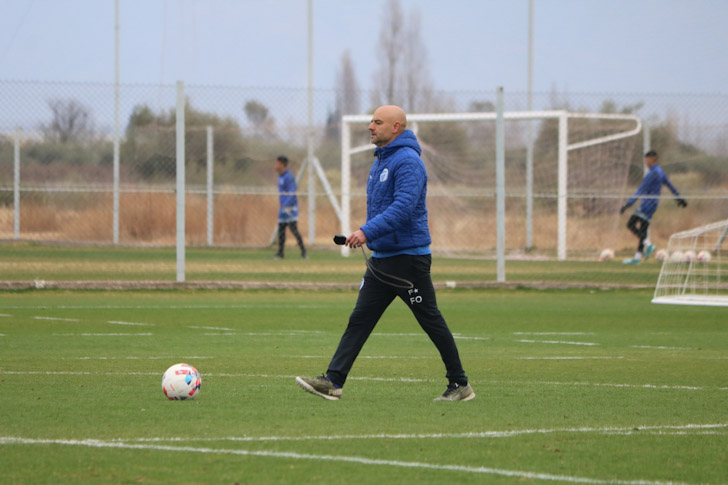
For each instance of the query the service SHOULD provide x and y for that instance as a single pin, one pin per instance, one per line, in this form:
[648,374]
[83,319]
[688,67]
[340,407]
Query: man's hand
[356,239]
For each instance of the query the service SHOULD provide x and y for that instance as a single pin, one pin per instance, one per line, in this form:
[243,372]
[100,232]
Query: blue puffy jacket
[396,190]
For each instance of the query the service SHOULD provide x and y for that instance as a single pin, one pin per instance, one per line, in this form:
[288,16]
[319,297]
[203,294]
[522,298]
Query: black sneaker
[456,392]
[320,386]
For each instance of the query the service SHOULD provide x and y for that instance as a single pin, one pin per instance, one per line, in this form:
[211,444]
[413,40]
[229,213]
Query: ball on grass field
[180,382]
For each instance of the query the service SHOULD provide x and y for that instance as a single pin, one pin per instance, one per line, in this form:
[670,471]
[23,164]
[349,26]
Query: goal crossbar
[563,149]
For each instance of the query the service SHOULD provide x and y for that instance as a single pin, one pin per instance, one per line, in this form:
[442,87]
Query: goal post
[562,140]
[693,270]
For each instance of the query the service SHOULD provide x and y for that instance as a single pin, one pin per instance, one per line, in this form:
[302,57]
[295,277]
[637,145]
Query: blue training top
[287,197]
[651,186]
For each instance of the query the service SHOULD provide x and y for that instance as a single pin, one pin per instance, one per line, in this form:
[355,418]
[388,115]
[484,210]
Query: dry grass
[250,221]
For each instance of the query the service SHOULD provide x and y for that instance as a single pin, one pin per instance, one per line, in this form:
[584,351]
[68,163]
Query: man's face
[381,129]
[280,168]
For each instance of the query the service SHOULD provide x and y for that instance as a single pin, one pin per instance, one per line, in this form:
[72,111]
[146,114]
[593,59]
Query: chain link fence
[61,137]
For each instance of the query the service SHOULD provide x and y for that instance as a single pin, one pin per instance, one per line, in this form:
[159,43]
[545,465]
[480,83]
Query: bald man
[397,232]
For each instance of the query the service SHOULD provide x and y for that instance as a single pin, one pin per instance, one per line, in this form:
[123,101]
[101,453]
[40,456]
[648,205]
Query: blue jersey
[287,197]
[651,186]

§ §

▶ _GIVEN TASK_: The records above need to be restated word for word, with the pictures left out.

▶ _ANSWER BELOW_:
For each instance of the query the service SHOULD provide x and y for that instance as a single pin, one pin per instance, one per line, in this form:
[648,374]
[83,319]
[688,67]
[340,407]
Query: man's hand
[356,239]
For each instance of the query the service SHOULD provide x and y for that instance as a single pin, one pin per instance, one per line, in this form:
[243,372]
[100,232]
Query: blue puffy jacket
[396,190]
For each instance of the query the service SHOULD provide x and y for that instance as a single pin, one pin per instance, one per line, in this form:
[288,16]
[319,297]
[203,294]
[522,298]
Query: black sneaker
[456,392]
[320,386]
For each instance of the query the service SHOULD provide x and y for that instance as a single pin, one pin per instance, one per line, in this form:
[211,444]
[413,40]
[229,213]
Query: ball on grass field
[180,382]
For each instance of the query the service SHOULD provide x and y for that instance as a single pin, one pin per instance, one per line, in this form:
[670,471]
[23,164]
[349,26]
Query: goal crossbar
[563,149]
For each instance of the query the service SHOULD provide x and y for that instance as a single pin, one pin per instance, one per line, in this form:
[442,87]
Query: goal post
[562,140]
[693,270]
For each instance of the query the service SHOULD provide x and y for that instance as a single pin, one pin per instance, one per line, in this form:
[302,57]
[295,277]
[637,145]
Query: blue training top
[287,197]
[651,186]
For each instance of the query the service SHOULD provide x and y for that instance as a single pin, one pin per instance, one per line, in this form:
[355,418]
[388,115]
[484,210]
Query: dry grass
[250,221]
For each instance of the query the service SHOULD provide x and y for that instance as a single pin, one pin per instance, one per line, in this form:
[584,351]
[68,163]
Query: man's face
[381,129]
[280,168]
For each instance of the query the service SHOULD provide x and y for that instance as a single pin, one pin per instance, one per line, in this form:
[72,111]
[146,114]
[593,59]
Query: chain link fence
[61,137]
For each instance of the query the service SHOULD provide x and y for that instance as a single pin, one pin per instance, one per line, in this form:
[159,43]
[545,465]
[480,83]
Query: bald man
[397,232]
For each instance of the query the service SHOULD provide x and y for that instance as a single pin, one pin per instance, one per line, in this form:
[123,101]
[101,453]
[40,456]
[648,205]
Query: blue jersey
[287,197]
[651,186]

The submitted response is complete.